(WHAT YOU SHOULD DO) Return exactly the span of lines that opens with the line containing "Where can the black keyboard" and closes with the last line of the data, inclusive.

(INFORMATION PROVIDED)
=== Section Start ===

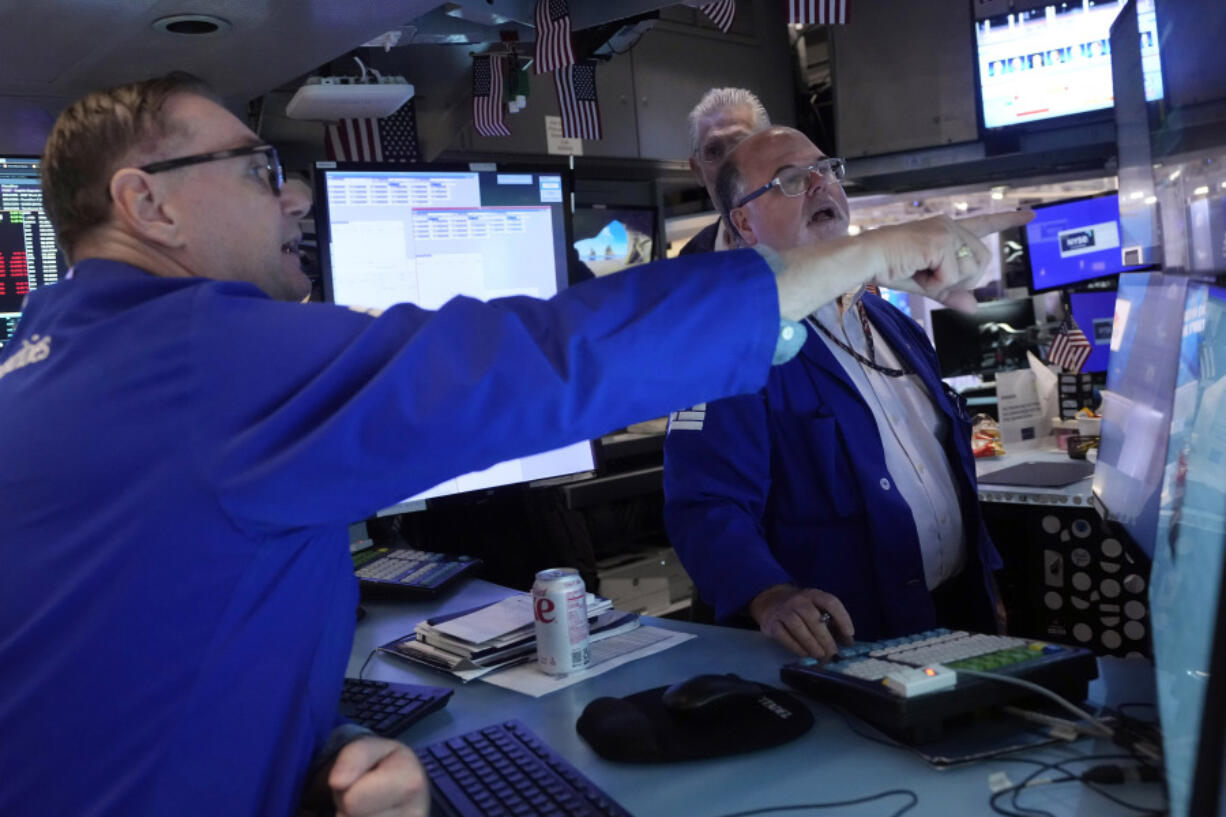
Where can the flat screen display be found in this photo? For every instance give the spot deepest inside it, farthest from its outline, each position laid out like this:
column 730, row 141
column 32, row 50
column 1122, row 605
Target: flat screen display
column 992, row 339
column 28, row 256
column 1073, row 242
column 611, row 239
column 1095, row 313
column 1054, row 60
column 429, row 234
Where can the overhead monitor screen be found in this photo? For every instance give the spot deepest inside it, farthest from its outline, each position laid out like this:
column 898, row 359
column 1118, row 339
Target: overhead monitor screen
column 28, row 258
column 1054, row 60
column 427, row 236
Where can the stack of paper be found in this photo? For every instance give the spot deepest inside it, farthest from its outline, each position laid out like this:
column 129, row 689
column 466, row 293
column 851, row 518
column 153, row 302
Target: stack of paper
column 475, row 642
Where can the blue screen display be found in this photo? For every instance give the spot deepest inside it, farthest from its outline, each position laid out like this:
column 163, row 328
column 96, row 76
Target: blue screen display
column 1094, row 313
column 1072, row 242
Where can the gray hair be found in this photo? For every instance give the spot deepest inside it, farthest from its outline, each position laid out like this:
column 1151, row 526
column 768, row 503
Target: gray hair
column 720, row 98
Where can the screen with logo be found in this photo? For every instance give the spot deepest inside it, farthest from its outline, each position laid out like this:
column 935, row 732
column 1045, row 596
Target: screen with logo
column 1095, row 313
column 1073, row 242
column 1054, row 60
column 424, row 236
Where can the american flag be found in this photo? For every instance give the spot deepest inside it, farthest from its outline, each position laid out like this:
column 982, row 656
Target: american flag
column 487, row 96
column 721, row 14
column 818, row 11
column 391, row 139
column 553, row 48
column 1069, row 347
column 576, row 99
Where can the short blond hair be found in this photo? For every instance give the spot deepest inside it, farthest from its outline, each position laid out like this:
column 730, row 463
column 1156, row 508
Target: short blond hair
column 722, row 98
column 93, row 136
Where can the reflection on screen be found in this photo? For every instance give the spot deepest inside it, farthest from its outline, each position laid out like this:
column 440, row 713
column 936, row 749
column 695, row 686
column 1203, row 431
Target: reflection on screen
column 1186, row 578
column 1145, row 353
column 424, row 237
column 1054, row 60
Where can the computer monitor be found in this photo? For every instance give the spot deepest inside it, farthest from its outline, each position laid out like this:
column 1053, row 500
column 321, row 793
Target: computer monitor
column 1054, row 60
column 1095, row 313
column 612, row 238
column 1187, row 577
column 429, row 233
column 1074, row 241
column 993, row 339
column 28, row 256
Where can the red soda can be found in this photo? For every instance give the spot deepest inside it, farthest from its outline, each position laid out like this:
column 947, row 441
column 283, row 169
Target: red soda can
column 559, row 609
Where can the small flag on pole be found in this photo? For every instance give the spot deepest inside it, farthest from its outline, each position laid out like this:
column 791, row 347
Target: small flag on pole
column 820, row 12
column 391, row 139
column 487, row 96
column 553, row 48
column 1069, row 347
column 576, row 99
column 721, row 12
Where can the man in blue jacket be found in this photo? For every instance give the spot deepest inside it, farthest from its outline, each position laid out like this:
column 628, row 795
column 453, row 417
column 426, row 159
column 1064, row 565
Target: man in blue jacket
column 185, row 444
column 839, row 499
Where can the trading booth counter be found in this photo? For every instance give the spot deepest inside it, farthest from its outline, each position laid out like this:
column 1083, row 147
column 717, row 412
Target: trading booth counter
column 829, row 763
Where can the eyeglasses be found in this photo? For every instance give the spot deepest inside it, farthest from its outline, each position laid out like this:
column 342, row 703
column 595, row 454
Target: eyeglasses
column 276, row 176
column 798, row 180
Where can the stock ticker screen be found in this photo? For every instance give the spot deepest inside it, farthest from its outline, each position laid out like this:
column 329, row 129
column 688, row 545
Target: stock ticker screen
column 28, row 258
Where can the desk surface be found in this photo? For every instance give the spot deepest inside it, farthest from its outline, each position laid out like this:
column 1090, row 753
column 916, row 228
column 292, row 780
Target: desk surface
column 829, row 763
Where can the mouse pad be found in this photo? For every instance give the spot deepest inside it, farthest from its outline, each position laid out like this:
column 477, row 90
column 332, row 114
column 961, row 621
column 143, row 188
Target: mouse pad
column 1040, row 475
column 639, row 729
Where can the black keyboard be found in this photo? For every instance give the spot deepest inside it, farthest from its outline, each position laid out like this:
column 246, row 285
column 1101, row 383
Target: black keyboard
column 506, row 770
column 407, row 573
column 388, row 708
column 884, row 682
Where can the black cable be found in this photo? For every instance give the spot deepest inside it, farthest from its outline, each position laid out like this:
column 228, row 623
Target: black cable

=== Section End ===

(WRITTEN ANSWER)
Where can the black keyboard be found in this photo? For every instance give the spot deepest inside it, farthest from its outline, each position laid out like this:
column 246, row 285
column 1101, row 383
Target: black keyboard
column 506, row 770
column 407, row 573
column 388, row 708
column 884, row 682
Where can the black cable be found in this photo? For every instance give the spot deepest inside it, farthest from its outline, each position laid out like this:
column 228, row 623
Target: black cable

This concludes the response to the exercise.